* **EXERCISE DIRECTIONS**
Word for word, repeat the lines of the records from the one containing "Every instance of the tent pole" through the last line, both included.

* **ENTRIES SUPPLIED**
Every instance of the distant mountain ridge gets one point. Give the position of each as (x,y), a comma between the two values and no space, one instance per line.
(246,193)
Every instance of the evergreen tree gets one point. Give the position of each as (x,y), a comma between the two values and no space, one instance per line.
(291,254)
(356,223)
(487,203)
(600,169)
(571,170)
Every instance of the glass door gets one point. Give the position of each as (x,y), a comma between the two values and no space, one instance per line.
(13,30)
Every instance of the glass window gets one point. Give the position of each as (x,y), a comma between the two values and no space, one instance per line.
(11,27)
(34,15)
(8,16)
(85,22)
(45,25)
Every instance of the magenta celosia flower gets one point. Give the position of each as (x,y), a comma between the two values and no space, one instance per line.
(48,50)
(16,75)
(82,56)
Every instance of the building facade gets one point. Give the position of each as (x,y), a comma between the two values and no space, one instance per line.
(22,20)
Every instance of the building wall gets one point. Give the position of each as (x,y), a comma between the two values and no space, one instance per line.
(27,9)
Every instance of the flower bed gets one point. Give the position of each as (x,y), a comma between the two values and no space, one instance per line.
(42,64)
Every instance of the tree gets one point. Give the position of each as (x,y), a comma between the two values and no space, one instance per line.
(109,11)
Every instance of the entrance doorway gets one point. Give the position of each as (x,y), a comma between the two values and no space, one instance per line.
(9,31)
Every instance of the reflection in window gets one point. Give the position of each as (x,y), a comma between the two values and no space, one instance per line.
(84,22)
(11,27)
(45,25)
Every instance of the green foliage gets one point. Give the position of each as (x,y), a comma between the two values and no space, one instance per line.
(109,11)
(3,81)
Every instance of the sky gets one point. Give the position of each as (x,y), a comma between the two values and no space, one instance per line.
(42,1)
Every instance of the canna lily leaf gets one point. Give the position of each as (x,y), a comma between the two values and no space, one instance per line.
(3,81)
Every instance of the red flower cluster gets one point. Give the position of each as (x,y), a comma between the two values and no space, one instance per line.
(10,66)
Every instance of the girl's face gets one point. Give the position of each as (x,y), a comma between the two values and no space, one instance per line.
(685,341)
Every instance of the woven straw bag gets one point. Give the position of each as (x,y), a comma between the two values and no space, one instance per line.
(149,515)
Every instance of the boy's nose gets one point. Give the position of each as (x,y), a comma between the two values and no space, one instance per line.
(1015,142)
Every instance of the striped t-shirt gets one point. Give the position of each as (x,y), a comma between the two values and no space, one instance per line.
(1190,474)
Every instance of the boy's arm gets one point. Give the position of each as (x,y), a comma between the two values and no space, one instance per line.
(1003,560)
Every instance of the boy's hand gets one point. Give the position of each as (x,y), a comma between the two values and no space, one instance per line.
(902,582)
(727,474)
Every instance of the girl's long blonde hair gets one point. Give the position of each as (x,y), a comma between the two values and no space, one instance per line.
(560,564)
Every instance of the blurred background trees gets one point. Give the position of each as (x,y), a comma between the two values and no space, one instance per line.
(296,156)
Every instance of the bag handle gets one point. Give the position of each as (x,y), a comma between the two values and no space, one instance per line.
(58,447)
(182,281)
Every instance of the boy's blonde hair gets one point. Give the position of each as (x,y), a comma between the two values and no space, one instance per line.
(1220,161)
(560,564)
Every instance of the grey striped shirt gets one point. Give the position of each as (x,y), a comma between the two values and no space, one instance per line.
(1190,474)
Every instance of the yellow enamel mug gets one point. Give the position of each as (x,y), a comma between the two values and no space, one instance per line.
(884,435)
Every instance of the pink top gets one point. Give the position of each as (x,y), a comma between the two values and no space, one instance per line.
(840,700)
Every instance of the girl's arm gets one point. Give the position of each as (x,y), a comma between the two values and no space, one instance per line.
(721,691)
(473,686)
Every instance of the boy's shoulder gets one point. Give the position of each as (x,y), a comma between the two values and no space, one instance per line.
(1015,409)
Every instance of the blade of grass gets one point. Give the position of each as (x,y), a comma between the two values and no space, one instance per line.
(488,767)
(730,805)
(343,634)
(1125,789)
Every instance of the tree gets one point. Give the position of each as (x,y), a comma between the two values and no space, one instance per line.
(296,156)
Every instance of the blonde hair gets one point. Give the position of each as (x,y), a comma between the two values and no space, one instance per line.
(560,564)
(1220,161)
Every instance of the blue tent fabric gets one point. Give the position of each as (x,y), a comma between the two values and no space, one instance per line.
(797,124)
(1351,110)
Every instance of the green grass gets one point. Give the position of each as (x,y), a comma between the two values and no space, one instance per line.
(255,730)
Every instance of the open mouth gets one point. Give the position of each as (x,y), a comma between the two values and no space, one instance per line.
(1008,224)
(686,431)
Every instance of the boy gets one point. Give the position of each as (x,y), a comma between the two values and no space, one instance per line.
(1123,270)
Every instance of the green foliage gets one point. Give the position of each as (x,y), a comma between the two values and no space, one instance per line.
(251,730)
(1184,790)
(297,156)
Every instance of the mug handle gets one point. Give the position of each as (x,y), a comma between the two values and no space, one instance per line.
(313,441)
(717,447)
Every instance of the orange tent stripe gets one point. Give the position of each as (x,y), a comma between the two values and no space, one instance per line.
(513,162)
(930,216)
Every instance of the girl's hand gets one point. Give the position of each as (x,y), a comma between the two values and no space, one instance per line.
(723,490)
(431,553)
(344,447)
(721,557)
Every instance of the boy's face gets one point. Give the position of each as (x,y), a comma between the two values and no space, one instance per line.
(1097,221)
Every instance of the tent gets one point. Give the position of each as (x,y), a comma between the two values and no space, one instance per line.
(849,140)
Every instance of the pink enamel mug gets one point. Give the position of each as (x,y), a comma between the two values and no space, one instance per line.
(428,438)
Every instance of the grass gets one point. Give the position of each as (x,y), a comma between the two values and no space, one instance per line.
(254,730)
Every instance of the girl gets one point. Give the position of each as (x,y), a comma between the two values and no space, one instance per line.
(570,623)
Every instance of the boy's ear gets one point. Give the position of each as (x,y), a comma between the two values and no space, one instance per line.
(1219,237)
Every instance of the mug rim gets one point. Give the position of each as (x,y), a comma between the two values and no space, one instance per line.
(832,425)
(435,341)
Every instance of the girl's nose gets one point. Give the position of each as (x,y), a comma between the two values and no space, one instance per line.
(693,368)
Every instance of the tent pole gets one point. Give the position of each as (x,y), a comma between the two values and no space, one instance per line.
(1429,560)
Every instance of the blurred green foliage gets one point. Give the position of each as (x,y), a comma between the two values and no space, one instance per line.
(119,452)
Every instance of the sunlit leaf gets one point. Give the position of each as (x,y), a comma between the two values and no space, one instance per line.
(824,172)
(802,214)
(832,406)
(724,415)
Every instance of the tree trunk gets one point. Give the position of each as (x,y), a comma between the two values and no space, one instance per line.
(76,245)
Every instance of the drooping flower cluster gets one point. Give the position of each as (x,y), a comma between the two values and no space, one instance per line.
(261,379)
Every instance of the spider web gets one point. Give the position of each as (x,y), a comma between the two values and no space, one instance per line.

* **RESPONSE TO THIS TASK**
Every instance of the tent pole gets one point. Give the position of each as (x,y), a comma between the two values and no space, one instance per line.
(1429,560)
Every instance of the blurred green foliage gets one point. Give the position of each as (x,y), a comma between the two values and no space, one instance per line.
(119,452)
Every instance of the sunlit leaf gets one point. Give the position of each as (x,y), a comma between the two values and no space, one instance per line.
(824,172)
(802,214)
(832,406)
(724,415)
Every instance of the tree trunk gets one point. Give the position of each as (x,y), a comma between the two values and no space, one instance per line.
(76,245)
Every instance of the drooping flower cluster gets one point. Give the position of each as (x,y), a comma between the two values and no space, one instance per line.
(261,379)
Every instance of the spider web gets one point. Give the position of each as (x,y), a comma between the two values and no space, one instance per line.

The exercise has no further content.